## Exercise description
Identify each line in the records that contains the word "target", matching case exactly, and copy those lines.

## Data to use
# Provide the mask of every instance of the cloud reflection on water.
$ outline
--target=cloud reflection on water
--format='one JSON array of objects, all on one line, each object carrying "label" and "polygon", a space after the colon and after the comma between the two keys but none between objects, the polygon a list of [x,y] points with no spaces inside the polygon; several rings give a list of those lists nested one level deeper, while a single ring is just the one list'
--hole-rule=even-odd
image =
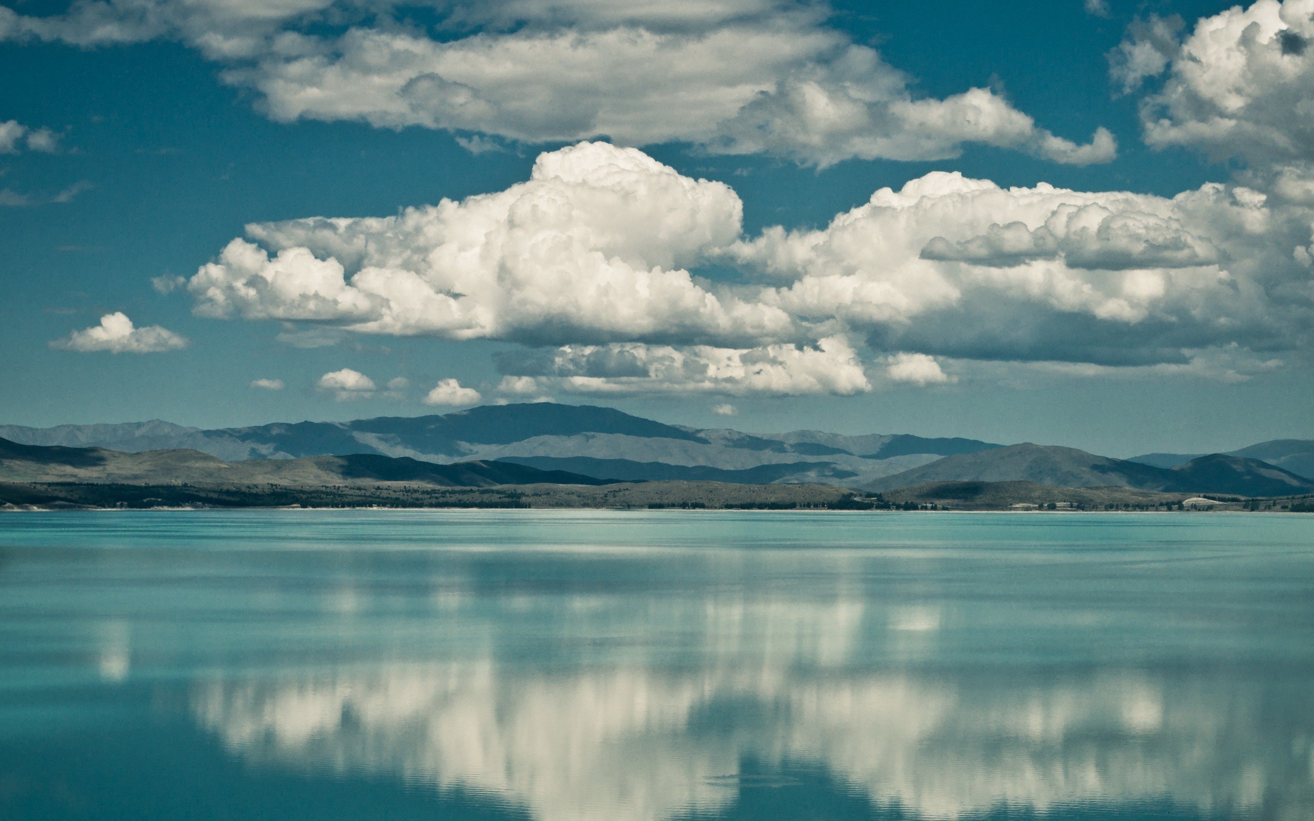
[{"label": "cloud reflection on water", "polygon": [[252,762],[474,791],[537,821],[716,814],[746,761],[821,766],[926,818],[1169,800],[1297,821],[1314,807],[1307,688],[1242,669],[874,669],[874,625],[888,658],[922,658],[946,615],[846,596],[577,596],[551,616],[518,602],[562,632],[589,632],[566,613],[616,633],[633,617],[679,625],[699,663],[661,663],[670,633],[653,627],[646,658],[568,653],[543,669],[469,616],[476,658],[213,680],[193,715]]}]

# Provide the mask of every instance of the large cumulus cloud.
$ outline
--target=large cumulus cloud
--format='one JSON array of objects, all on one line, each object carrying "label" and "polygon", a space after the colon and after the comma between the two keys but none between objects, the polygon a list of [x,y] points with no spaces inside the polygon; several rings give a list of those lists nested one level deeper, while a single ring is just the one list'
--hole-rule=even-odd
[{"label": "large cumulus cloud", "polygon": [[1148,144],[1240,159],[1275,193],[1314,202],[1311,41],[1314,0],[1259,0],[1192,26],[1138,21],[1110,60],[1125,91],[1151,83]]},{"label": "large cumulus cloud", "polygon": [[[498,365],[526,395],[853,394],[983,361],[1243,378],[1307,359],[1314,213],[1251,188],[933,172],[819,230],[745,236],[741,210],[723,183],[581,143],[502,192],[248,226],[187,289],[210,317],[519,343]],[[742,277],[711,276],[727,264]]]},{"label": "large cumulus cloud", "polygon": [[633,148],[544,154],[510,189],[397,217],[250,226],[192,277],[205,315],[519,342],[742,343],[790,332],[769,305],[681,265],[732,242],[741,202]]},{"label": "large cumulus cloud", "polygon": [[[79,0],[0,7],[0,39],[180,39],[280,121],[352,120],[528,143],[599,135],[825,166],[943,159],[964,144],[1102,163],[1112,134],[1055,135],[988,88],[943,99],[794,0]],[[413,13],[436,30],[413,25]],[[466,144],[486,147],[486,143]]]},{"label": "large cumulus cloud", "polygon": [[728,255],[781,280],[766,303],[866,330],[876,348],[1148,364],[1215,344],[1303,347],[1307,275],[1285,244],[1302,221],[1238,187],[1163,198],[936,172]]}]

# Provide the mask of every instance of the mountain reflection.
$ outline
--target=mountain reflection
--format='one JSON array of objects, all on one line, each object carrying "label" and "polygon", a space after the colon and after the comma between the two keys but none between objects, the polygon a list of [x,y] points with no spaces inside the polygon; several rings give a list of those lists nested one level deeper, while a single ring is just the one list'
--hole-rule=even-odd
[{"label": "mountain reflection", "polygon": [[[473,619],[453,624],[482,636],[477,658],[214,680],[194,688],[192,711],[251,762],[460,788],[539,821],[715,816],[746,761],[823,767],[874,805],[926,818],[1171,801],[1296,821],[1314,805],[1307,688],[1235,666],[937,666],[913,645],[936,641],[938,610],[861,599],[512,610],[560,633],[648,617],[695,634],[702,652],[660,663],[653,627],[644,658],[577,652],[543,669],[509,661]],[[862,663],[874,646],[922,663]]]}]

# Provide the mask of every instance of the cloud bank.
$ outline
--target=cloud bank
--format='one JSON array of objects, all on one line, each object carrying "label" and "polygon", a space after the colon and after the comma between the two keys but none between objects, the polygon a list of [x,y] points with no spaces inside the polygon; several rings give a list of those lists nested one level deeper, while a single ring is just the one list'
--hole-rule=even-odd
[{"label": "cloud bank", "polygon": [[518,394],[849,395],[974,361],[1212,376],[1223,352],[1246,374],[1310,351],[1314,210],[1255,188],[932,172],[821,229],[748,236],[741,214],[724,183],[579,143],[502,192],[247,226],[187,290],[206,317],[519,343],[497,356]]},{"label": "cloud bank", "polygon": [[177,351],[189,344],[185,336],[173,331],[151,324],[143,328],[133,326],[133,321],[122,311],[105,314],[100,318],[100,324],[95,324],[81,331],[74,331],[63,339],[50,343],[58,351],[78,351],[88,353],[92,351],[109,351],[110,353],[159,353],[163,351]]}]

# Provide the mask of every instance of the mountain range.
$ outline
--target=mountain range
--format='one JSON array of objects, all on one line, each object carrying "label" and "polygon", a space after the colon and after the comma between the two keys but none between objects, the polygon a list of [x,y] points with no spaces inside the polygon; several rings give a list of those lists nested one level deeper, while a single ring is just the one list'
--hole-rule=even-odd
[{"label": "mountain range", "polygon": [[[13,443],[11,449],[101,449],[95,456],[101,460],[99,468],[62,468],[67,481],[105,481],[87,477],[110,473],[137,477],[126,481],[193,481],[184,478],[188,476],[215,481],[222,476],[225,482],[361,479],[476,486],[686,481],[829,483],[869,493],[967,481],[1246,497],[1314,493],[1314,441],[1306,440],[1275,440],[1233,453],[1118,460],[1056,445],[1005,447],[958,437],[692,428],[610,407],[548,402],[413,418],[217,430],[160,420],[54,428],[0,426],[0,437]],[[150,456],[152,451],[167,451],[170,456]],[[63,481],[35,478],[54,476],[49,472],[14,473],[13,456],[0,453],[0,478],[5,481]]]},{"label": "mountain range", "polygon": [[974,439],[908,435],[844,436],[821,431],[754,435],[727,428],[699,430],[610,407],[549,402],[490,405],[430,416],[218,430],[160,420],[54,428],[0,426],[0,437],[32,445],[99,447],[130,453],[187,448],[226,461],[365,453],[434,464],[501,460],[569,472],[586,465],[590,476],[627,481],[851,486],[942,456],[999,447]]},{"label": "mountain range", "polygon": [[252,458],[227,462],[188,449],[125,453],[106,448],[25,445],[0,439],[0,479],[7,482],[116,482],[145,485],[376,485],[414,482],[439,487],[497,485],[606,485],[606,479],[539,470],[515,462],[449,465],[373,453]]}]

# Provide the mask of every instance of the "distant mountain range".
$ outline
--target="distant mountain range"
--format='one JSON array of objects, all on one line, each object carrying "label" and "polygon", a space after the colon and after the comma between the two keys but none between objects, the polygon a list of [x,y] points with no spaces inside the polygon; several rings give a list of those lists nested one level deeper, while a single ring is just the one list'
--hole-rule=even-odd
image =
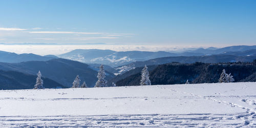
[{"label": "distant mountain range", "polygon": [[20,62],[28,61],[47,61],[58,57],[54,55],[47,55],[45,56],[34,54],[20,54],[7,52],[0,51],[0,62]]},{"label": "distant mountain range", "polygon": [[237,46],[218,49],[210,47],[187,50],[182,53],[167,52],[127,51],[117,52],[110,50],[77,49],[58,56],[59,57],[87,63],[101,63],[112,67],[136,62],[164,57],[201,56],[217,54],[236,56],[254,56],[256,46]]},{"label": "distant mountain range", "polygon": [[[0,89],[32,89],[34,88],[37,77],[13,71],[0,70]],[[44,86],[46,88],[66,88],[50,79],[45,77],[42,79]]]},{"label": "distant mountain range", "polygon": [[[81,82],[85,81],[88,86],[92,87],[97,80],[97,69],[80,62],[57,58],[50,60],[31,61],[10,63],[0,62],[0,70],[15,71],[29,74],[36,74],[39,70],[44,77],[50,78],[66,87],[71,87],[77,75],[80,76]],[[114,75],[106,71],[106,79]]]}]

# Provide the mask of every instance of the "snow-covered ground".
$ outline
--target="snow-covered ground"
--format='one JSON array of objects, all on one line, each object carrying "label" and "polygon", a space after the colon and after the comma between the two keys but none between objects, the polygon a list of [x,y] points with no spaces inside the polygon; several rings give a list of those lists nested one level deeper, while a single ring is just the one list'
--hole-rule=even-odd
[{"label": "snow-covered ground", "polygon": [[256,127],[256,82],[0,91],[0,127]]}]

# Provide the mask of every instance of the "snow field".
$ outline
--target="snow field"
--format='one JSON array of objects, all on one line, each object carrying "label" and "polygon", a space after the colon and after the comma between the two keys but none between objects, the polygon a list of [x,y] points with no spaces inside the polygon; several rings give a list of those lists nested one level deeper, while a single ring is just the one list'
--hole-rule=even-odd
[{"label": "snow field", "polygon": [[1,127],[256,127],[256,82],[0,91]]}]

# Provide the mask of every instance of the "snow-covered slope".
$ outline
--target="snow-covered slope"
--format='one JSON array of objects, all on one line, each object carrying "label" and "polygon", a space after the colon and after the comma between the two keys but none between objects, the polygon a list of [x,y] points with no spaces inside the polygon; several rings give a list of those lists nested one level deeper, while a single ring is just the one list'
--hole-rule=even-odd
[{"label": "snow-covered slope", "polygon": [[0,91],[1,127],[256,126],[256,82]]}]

## Final result
--target=cloud reflection on water
--target=large cumulus cloud
--target=mountain reflection
--target=cloud bank
--target=mountain range
--target="distant mountain range"
--target="snow-covered ground"
--target="snow field"
--target="snow-covered slope"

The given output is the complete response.